» Work task: Please repeat every entry, keeping each one exactly the same.

=== Section Start ===

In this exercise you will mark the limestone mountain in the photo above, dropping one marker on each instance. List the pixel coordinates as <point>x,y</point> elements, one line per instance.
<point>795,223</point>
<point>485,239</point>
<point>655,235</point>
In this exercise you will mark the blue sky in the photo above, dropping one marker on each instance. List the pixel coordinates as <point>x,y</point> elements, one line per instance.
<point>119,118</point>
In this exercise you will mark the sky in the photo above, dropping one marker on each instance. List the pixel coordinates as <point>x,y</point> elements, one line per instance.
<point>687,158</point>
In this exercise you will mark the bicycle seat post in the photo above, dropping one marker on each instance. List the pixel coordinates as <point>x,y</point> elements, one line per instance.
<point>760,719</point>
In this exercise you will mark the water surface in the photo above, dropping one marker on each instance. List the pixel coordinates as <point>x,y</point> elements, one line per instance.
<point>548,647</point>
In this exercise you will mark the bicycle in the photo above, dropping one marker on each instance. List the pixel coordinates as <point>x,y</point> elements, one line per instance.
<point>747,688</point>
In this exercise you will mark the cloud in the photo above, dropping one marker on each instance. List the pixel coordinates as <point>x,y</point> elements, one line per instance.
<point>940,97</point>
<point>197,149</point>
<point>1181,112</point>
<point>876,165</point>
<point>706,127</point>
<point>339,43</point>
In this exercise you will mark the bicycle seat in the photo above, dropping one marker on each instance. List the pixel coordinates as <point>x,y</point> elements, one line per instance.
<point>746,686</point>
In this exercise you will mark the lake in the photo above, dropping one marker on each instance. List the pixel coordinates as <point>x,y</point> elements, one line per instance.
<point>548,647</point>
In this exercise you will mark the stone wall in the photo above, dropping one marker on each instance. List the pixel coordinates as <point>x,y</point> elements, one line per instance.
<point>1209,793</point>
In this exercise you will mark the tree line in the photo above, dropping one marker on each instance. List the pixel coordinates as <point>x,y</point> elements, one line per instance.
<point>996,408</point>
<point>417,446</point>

=== Section End ===

» The completed task:
In this exercise you will mark the limestone mountain in the photo above, dropping one marker on each instance. List the pixel coordinates as <point>x,y</point> elements, one line per instance.
<point>795,223</point>
<point>485,239</point>
<point>655,235</point>
In this exercise you will mark the blue sky in the photo above, dropping one marker on each instance. List the pixel coordinates as <point>x,y</point> elements, one line per instance.
<point>119,118</point>
In this exercise you will mark the sky in the photo above, dropping one marker on each instance. List the pixel coordinates as <point>x,y</point> elements, one line per instance.
<point>687,158</point>
In this exercise you will mark the bicycle seat post in the photo above, dropping one marker on each instance. List the pixel coordinates as <point>x,y</point> elements, one line per instance.
<point>760,719</point>
In this exercise you will mark the water surface in the photo above, dropping one marker on each instance. List the pixel coordinates as <point>x,y</point> elements, one line per instance.
<point>548,647</point>
In this exercise you will mark the bicycle in the photo above, dropping one marker on each instance. List the pixel coordinates as <point>x,y</point> elements, one line per instance.
<point>747,688</point>
In this exercise you will mark the cloud in the photo above, dropping one marker on each instance. List the pixel coordinates as <point>x,y</point> elements, one line per instance.
<point>940,97</point>
<point>197,149</point>
<point>1181,112</point>
<point>876,165</point>
<point>706,127</point>
<point>339,43</point>
In this exercise you will mark the bicycle seat in the photo above, dropping one marker on each instance. List the pixel coordinates as <point>x,y</point> elements, one line per instance.
<point>746,686</point>
In this exercise you will mark the lake in the photo above, dropping one marker on each instance. List the pixel coordinates as <point>x,y</point> elements, one line per instance.
<point>548,647</point>
In this exercise you will mark the stone wall in the photo above, dropping one marker on each instance. List the pixel coordinates as <point>x,y</point> elements, one line per instance.
<point>1209,793</point>
In this exercise you will mark the tree line in the photo above, dropping one marker on each instance. List the pixel coordinates as <point>x,y</point> elements, one line per instance.
<point>996,408</point>
<point>417,446</point>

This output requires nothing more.